#### Study material ####

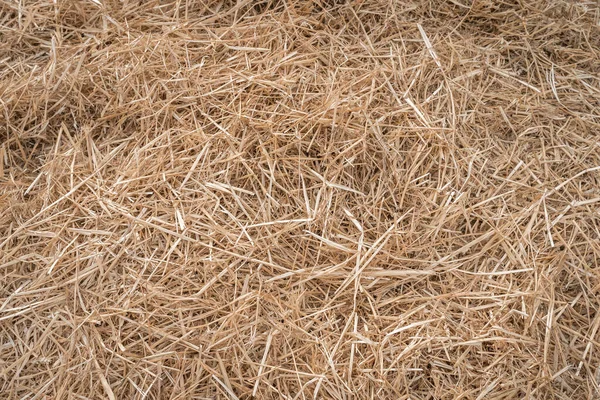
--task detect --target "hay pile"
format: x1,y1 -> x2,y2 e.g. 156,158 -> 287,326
1,0 -> 600,398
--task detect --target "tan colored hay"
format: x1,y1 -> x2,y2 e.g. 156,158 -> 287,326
1,0 -> 600,398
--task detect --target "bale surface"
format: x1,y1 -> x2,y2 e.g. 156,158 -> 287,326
1,1 -> 600,399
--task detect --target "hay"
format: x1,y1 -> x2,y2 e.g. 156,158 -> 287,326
1,0 -> 600,398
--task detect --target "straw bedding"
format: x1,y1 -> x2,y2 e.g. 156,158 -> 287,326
1,0 -> 600,398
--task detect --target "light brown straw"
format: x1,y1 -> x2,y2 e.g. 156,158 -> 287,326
1,1 -> 600,398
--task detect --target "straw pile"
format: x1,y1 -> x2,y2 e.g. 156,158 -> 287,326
1,0 -> 600,398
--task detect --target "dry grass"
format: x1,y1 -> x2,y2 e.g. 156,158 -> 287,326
1,0 -> 600,398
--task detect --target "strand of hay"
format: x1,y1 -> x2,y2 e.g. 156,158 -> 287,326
1,0 -> 600,398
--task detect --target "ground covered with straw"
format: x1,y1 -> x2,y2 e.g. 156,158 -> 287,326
1,0 -> 600,399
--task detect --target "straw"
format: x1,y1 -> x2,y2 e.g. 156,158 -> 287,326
1,0 -> 600,398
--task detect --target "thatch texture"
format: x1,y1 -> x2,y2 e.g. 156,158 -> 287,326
1,0 -> 600,398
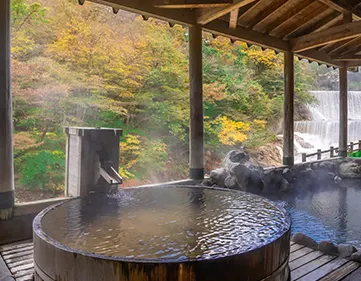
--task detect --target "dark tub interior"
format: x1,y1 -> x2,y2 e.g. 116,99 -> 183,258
267,179 -> 361,248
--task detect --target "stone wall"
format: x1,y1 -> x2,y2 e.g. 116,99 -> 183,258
203,149 -> 361,195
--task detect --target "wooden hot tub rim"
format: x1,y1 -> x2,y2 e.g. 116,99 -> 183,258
33,186 -> 291,281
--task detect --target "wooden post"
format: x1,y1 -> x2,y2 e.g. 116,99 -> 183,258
0,0 -> 14,220
350,141 -> 354,153
302,153 -> 306,163
317,149 -> 322,160
339,67 -> 348,157
359,140 -> 361,152
189,25 -> 204,180
330,146 -> 334,158
283,51 -> 294,166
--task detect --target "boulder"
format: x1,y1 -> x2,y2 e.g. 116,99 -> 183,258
291,233 -> 318,248
223,149 -> 250,172
233,163 -> 264,193
201,178 -> 214,187
334,175 -> 342,184
210,168 -> 228,188
318,240 -> 338,254
337,244 -> 357,258
339,160 -> 361,178
351,251 -> 361,262
224,176 -> 237,189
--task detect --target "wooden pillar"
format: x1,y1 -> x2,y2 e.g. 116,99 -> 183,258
0,0 -> 14,220
339,67 -> 348,157
283,51 -> 294,166
189,25 -> 204,180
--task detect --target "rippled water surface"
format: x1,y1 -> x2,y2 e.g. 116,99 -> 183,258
268,180 -> 361,248
41,186 -> 290,261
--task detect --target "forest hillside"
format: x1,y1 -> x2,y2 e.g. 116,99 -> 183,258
12,0 -> 346,201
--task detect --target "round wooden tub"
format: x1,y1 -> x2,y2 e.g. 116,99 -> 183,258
33,186 -> 291,281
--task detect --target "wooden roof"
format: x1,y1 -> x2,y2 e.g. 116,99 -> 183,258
90,0 -> 361,68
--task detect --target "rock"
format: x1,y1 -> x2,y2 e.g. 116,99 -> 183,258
334,175 -> 342,184
232,164 -> 264,193
298,167 -> 318,189
263,169 -> 284,193
319,240 -> 338,254
339,160 -> 361,178
210,168 -> 228,188
291,233 -> 318,248
282,168 -> 293,182
224,176 -> 237,189
337,244 -> 357,258
201,178 -> 214,187
295,134 -> 314,149
351,251 -> 361,262
280,178 -> 291,192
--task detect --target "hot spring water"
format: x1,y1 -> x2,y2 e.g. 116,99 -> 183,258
294,91 -> 361,159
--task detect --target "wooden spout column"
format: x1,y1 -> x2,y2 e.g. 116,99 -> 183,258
339,67 -> 348,157
189,25 -> 204,180
0,0 -> 14,220
283,51 -> 294,166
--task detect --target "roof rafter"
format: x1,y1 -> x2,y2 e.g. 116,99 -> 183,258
292,20 -> 361,52
318,0 -> 361,19
91,0 -> 197,25
203,19 -> 290,51
153,0 -> 233,8
197,0 -> 257,25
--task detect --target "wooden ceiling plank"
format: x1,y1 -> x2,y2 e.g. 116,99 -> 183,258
229,8 -> 239,29
310,13 -> 343,33
197,0 -> 257,25
244,0 -> 288,29
292,20 -> 361,52
270,1 -> 324,38
153,0 -> 233,8
253,0 -> 309,33
337,38 -> 361,56
318,0 -> 361,19
329,36 -> 361,54
286,8 -> 335,38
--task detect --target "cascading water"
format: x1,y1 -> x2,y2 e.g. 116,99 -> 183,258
294,91 -> 361,161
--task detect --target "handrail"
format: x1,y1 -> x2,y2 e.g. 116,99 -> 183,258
301,140 -> 361,162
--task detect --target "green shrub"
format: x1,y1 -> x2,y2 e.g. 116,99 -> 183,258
19,150 -> 65,192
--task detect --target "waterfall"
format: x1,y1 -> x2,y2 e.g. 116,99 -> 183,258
294,91 -> 361,158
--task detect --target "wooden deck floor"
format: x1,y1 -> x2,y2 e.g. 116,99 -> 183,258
1,241 -> 361,281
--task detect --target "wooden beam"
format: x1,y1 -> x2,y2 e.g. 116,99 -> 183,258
333,54 -> 361,60
283,51 -> 294,166
292,20 -> 361,52
339,66 -> 348,157
318,0 -> 361,19
0,0 -> 14,220
197,0 -> 257,25
203,19 -> 290,51
229,8 -> 239,29
312,13 -> 343,33
346,60 -> 361,67
296,49 -> 344,67
90,0 -> 197,26
189,25 -> 204,180
153,0 -> 232,9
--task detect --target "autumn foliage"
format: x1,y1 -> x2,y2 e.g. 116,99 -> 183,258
12,0 -> 316,198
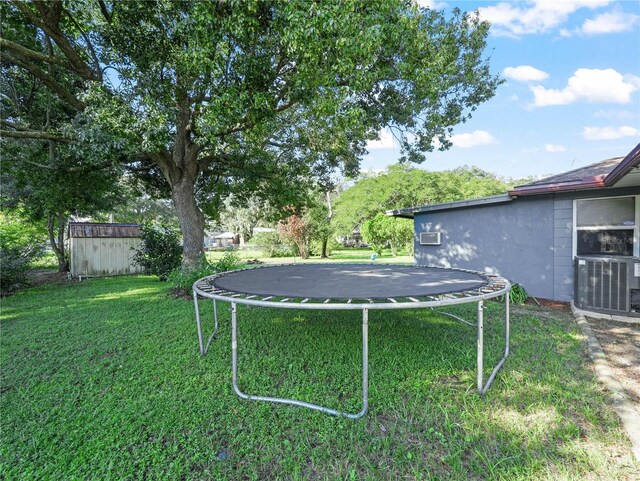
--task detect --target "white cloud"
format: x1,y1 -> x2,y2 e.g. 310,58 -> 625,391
478,0 -> 612,37
545,144 -> 566,152
581,10 -> 640,35
450,130 -> 496,148
531,68 -> 639,107
367,129 -> 397,150
503,65 -> 549,82
583,125 -> 639,140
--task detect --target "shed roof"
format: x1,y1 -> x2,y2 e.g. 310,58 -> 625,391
69,223 -> 141,238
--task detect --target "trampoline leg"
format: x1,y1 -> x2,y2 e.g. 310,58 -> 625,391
360,308 -> 369,418
477,295 -> 511,395
193,291 -> 219,356
477,300 -> 484,393
231,303 -> 369,419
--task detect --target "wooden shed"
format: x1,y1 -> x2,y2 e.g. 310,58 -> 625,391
69,223 -> 144,278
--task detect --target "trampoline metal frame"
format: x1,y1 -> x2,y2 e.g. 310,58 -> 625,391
192,264 -> 511,419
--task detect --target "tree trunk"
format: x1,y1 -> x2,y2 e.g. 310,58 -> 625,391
47,213 -> 67,272
322,191 -> 333,258
171,177 -> 205,269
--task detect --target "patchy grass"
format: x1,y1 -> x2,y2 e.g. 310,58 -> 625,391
1,276 -> 637,480
207,247 -> 413,265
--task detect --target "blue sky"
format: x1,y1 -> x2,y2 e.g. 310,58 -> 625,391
362,0 -> 640,180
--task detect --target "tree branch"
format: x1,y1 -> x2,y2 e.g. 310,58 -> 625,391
213,98 -> 299,138
0,129 -> 73,143
11,1 -> 99,81
1,120 -> 30,131
4,152 -> 136,174
61,6 -> 103,81
0,37 -> 72,69
3,51 -> 85,111
97,0 -> 112,22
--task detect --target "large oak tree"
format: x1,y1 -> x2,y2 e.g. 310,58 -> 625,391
1,0 -> 501,268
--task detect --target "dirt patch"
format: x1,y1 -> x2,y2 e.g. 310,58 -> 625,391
525,297 -> 571,311
28,269 -> 69,286
2,270 -> 69,297
587,317 -> 640,413
168,287 -> 192,300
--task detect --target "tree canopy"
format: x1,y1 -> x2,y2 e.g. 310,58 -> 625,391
1,1 -> 502,268
332,164 -> 513,236
1,8 -> 126,271
361,213 -> 413,257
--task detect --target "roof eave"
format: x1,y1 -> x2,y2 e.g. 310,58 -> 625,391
604,142 -> 640,187
386,194 -> 513,218
508,177 -> 607,196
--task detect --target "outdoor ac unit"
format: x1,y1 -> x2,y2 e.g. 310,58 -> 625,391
575,256 -> 640,314
420,232 -> 441,246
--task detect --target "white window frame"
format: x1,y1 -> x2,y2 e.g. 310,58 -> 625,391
572,194 -> 640,258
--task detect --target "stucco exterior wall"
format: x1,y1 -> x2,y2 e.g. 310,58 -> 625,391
413,187 -> 639,302
414,197 -> 556,299
553,199 -> 574,301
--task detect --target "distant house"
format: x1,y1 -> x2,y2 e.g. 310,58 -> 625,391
214,231 -> 238,248
388,143 -> 640,316
69,223 -> 144,278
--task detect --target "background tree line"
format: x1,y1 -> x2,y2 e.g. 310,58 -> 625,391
1,0 -> 501,276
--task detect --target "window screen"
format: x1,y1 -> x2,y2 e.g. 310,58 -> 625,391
576,197 -> 635,227
577,229 -> 634,256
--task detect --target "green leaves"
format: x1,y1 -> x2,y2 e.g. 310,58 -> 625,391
131,224 -> 183,280
332,164 -> 511,238
4,0 -> 502,267
361,213 -> 413,257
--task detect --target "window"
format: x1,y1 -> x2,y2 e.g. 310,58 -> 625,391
574,196 -> 638,257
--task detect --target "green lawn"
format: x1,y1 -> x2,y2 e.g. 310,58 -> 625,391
207,247 -> 414,265
1,275 -> 637,480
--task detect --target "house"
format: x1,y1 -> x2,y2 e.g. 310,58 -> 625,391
213,231 -> 238,248
69,222 -> 144,278
388,143 -> 640,315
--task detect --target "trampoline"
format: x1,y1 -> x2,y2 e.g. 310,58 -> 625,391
192,264 -> 511,419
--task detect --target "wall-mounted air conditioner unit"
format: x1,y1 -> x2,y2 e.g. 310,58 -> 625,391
420,232 -> 441,246
575,256 -> 640,315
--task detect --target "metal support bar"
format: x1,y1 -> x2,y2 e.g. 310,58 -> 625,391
431,308 -> 476,327
477,300 -> 484,393
231,303 -> 369,419
193,291 -> 219,356
477,296 -> 510,395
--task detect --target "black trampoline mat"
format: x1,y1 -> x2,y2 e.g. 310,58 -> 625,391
211,264 -> 488,300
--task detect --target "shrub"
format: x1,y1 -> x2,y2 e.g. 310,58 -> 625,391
277,215 -> 310,258
509,283 -> 528,304
0,245 -> 42,294
167,261 -> 214,291
214,250 -> 242,272
309,237 -> 339,257
131,224 -> 182,280
168,251 -> 243,291
249,232 -> 295,258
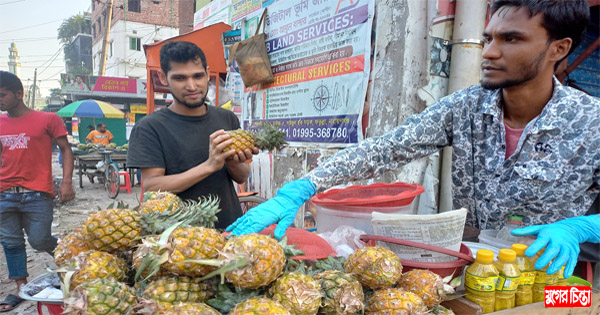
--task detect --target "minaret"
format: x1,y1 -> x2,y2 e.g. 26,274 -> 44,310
8,42 -> 21,78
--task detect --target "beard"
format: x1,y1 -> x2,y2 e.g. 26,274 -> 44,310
481,49 -> 547,90
172,93 -> 206,108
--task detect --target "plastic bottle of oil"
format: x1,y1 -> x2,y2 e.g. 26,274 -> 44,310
511,244 -> 535,306
531,249 -> 559,302
556,266 -> 568,286
465,249 -> 499,314
494,248 -> 521,311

####

From the entries above, copy each line holding "surface".

=== Response to this exercise ===
--task detect --target "bale surface"
--task detect --target "rippled water surface"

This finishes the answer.